## Problem to work on
Rewrite the lines of the rows below as a numbered list, leaving out blank lines and any pictures.

## Data section
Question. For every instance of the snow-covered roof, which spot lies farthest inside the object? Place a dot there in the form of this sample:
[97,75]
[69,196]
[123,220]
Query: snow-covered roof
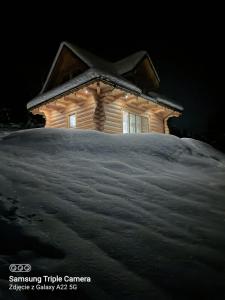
[102,70]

## Exercise answer
1. Question. For every instance of the snow-covered roof, which spot lies farthest inside the object? Place a dot there in the form of this sample:
2. [97,75]
3. [69,196]
4. [123,220]
5. Query: snow-covered roof
6. [102,70]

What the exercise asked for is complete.